(Position identification records)

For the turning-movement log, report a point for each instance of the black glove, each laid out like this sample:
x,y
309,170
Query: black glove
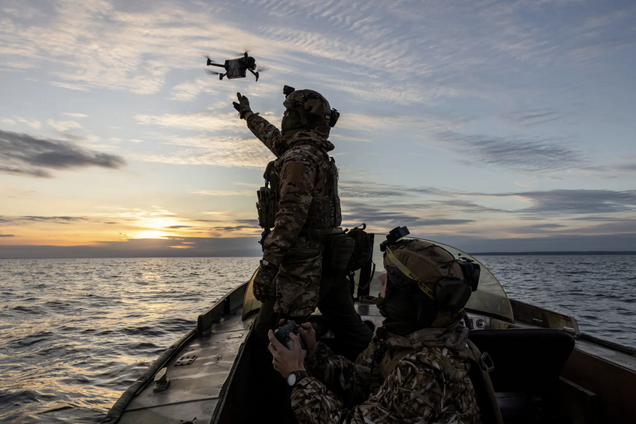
x,y
243,106
264,282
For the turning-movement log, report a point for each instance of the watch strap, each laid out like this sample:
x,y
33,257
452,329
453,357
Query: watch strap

EXERCISE AIM —
Reproduce the entire listing above line for line, leaving out the pictures.

OUTPUT BELOW —
For the turning-movement log, report a point for each instance of the black glove, each laid out like this sample:
x,y
309,170
Query: black glove
x,y
243,106
264,282
For the turning-movement log, report a point for each instance of the watch strap, each laid out like this sample:
x,y
33,257
452,329
453,357
Query: watch strap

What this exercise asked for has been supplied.